◆ Record excerpts
================================

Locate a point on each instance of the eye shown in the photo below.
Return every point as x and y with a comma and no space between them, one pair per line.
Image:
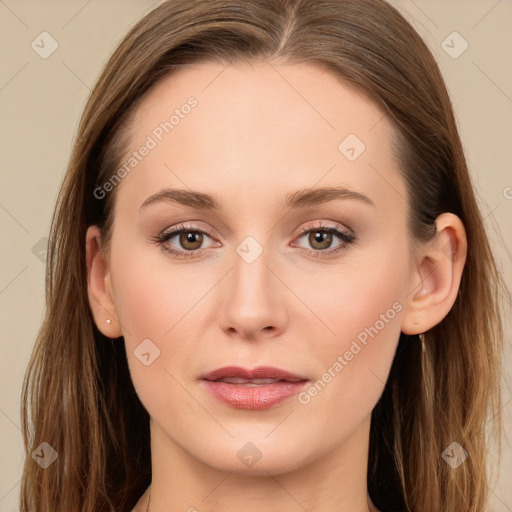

================================

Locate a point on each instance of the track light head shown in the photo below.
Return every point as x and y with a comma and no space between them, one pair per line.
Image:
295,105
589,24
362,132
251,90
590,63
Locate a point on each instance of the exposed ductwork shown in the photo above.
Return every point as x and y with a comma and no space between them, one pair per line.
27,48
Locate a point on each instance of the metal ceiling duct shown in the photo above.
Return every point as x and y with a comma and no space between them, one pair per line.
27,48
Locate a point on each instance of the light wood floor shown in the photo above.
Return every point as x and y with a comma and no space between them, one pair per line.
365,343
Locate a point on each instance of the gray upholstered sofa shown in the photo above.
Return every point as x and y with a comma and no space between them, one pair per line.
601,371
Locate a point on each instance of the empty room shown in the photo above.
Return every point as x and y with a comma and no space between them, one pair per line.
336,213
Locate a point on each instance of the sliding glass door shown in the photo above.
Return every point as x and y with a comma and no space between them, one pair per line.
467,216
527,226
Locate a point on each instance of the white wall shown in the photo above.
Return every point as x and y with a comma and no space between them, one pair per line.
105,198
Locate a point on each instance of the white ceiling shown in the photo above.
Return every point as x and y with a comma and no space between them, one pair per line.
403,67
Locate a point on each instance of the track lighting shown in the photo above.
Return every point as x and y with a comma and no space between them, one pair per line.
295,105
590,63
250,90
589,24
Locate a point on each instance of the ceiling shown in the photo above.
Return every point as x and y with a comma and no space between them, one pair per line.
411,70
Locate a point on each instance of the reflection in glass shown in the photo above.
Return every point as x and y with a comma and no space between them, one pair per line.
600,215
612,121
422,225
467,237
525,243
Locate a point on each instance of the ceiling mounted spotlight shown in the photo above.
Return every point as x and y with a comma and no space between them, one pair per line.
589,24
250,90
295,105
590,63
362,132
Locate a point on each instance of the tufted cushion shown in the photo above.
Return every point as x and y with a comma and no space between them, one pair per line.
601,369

================================

◆ Exercise goal
Copy out, from the listing above, every line that contains the word "track".

◆ Finished task
Locate a point on each instance of the track light head shown in the photo below.
Locate a point on each instance of the track lighting shown in the photo above.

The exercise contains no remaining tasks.